• [Source document]
-- begin --

Once the covariates are added to the model the estimation process is
almost identical to the standard model without covariates. The only
difference is that the provided object now data for contains either
time-invariant or time-varying covariates and the option to define start
parameters for the covariates of both processes using the arguments
start.params.life and start.params.trans. If
not set, the staring values are set to 1. To define starting parameters
for the covariates, the name of the corresponding factor has to be used.
For example in the case of time-invariant covariates:
To execute the model estimation you have the choice between a formula-based interface and a non-formula-based interface. In the following we illustrate the two alternatives.
We use all present covariates:
est.pnbd.static <- latentAttrition(formula = ~ .|., family = pnbd, data=clv.static)Using the formula interface, we can use only selected covariates (only Gender for the lifetime process and both, Channel and Gender for the transaction process):
est.pnbd.static <- latentAttrition(formula = ~ Gender|Channel+Gender,
family = pnbd, data=clv.static)Or we can transform covariates:
est.pnbd.static <- latentAttrition(formula = ~ Channel+Gender|I(log(Channel+2)),
family = pnbd, data=clv.static)Analogously, we can estimate the model containing time-varying covariates. In this example we also activate output of the optimizer in order to observe the progress.
est.pnbd.dyn <- latentAttrition(formula = ~ .|., family = pnbd, data = clv.dyn,
optimx.args = list(control=list(trace=5)))
est.pnbd.static <- pnbd(clv.static,
start.params.model = c(r=1, alpha = 2, s = 1, beta = 2),
start.params.life = c(Gender=0.6, Channel=0.4),
start.params.trans = c(Gender=0.6, Channel=0.4))

-- end --

• [Objectives]
1. In the passage on covariate estimation, list every argument that is passed by name to latentAttrition.
2. Render this sentence from the passage on covariate estimation in Spanish: "To execute the model estimation you have the choice between a formula-based interface and a non-formula-based interface."
3. Decide whether the passage on covariate estimation supports each statement, and back each yes or no with the deciding words quoted from it.
(a) Starting parameters for covariates must be defined using the name of the corresponding factor.
(b) The time-varying covariate example switches off the optimizer's output.
(c) Adding covariates makes the estimation process very different from the standard model.

• [Source material]
-- begin --

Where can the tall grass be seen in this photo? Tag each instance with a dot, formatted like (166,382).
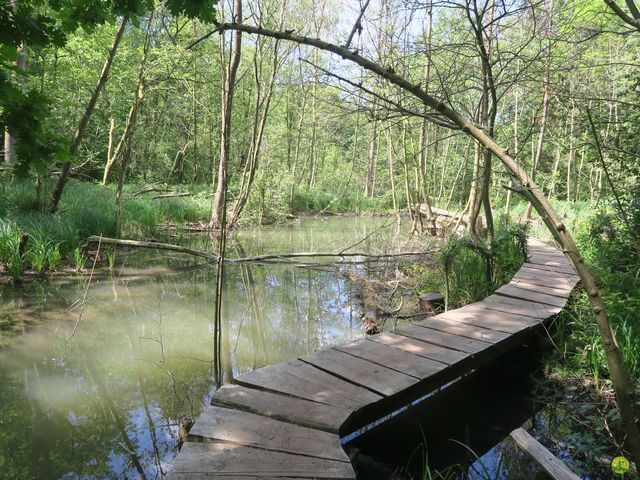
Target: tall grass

-- end --

• [Task-by-task outputs]
1. formula, family, data, optimx.args

2. Para ejecutar la estimación del modelo, puede elegir entre una interfaz basada en fórmulas y una interfaz no basada en fórmulas.

3.
(a) Yes: "the name of the corresponding factor has to be used"
(b) No: "we also activate output of the optimizer in order to observe the progress"
(c) No: "the estimation process is almost identical to the standard model without covariates"